What is needed →
The word "embankment" may appear in some lines of the data; copy every such line.

Source information →
'''

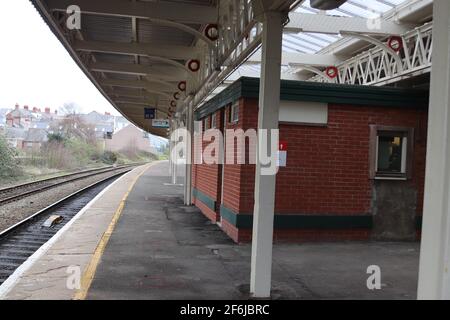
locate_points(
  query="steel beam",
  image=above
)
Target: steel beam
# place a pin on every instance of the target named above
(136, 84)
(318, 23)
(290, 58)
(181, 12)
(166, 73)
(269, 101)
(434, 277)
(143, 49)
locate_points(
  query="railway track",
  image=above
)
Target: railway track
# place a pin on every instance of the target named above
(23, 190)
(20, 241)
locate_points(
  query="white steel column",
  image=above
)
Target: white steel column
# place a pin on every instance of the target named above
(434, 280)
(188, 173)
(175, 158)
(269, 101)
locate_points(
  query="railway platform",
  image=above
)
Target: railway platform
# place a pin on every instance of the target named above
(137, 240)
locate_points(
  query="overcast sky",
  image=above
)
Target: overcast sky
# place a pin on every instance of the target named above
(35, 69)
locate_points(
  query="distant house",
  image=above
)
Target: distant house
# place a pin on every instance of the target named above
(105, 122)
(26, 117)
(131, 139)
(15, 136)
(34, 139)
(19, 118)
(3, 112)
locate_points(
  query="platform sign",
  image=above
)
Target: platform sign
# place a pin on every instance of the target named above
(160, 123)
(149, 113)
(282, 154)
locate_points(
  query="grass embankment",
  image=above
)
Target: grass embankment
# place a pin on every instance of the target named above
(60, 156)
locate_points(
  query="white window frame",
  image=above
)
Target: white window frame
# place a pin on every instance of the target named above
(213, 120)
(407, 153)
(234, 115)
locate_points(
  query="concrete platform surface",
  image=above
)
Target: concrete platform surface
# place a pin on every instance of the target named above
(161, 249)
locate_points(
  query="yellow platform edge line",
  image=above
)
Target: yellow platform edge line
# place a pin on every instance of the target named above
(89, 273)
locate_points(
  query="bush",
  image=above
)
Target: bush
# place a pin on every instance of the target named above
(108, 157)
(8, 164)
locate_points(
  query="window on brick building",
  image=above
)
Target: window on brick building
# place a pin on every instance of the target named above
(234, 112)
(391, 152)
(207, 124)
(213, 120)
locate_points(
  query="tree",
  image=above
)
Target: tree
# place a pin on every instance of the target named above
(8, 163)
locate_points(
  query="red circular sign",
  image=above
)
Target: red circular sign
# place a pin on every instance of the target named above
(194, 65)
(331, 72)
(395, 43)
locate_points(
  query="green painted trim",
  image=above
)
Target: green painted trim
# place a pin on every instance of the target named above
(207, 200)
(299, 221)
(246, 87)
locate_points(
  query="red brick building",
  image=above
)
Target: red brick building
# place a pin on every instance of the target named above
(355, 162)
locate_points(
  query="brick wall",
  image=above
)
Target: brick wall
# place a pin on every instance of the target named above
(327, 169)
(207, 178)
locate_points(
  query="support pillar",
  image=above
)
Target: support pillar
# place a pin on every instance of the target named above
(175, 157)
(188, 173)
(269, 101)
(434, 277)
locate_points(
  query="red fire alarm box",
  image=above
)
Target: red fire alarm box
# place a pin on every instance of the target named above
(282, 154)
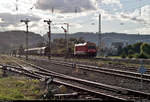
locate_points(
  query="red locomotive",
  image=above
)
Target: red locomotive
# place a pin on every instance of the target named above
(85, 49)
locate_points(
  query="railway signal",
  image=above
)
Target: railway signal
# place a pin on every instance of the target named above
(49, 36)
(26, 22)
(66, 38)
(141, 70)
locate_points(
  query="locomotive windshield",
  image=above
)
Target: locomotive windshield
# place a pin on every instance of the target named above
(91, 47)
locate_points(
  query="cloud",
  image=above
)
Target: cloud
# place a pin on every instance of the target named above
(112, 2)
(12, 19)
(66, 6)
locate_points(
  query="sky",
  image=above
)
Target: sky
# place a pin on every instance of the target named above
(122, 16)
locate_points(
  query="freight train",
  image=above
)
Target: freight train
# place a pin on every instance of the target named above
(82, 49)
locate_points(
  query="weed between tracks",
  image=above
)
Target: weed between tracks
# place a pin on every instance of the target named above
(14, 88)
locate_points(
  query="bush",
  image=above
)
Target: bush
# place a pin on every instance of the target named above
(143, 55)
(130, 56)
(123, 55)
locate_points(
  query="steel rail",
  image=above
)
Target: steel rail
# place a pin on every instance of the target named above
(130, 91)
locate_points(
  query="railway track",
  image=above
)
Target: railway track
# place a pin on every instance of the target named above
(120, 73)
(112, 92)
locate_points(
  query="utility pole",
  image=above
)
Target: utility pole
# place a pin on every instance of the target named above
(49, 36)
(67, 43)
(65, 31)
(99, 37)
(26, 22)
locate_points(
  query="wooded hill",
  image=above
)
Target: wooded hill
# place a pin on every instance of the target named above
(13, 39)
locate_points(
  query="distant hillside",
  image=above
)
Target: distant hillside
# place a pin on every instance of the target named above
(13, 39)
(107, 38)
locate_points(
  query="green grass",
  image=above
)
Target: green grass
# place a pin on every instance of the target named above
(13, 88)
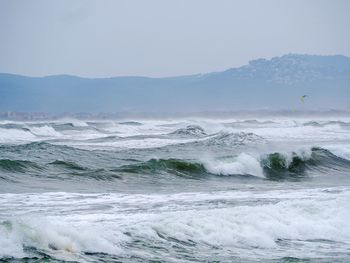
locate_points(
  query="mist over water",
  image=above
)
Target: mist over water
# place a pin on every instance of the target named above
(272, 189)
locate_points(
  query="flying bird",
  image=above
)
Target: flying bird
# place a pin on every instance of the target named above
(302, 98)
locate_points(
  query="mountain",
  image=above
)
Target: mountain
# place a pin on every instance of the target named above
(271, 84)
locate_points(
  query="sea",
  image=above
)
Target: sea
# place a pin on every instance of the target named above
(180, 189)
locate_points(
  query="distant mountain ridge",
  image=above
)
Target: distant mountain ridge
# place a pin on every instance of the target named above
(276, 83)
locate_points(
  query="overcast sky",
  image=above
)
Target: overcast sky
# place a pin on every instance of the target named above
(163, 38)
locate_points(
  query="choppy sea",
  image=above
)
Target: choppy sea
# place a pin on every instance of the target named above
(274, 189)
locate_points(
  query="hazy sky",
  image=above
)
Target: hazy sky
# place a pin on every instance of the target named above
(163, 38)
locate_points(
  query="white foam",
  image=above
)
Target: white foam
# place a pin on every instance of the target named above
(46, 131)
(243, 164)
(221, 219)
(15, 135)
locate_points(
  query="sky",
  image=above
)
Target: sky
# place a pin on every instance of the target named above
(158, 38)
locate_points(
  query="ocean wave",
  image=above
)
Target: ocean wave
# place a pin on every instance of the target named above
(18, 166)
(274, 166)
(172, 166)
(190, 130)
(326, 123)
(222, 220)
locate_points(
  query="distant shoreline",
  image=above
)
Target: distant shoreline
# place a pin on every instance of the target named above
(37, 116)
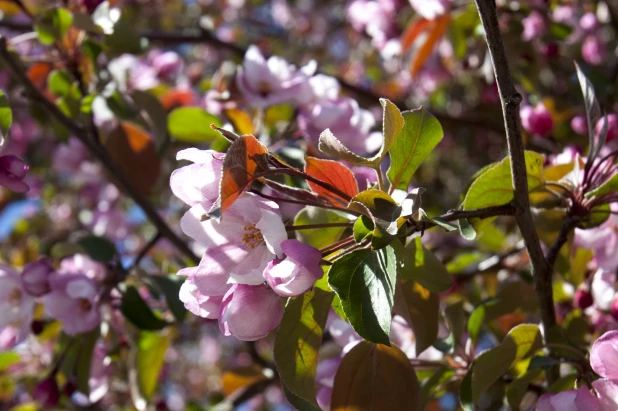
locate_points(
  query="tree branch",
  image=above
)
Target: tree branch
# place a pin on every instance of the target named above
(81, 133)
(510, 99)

'''
'''

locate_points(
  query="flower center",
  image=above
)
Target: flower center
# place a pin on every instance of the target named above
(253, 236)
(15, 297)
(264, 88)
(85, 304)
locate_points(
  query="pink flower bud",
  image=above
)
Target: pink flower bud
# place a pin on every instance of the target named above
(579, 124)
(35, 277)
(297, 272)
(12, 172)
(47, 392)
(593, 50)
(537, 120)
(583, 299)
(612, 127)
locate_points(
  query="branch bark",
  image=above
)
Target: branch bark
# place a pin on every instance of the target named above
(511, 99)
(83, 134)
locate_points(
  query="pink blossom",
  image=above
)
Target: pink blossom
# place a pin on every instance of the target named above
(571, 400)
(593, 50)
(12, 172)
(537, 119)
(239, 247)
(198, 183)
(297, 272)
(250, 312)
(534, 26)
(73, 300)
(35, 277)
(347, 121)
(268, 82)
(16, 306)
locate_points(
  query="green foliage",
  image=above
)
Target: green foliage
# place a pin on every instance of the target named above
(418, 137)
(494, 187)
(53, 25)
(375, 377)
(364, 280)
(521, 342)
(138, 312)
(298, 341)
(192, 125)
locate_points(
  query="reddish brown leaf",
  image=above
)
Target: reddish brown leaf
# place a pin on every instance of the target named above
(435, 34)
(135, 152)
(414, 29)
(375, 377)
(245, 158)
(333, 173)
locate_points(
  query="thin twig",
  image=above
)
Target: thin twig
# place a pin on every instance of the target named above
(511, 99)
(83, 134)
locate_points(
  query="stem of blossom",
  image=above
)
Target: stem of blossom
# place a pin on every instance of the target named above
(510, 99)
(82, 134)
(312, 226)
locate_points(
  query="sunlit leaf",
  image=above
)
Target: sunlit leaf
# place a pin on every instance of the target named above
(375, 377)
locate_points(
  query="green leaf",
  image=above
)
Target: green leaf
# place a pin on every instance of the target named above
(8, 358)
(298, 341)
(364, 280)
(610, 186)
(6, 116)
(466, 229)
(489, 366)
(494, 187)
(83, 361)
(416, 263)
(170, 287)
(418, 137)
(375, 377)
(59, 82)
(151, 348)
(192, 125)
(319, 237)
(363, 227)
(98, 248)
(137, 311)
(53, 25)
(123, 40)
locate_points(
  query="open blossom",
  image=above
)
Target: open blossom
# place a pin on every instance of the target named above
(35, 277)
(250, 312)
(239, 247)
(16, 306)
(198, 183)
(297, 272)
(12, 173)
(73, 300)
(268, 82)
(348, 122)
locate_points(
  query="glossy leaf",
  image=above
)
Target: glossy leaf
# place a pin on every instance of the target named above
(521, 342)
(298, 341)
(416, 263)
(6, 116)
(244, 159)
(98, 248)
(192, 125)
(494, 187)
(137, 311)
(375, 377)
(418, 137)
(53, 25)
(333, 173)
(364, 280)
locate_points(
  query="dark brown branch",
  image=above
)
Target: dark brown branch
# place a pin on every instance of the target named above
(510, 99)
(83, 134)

'''

Solution to this problem →
  query="grass embankment",
Target: grass embankment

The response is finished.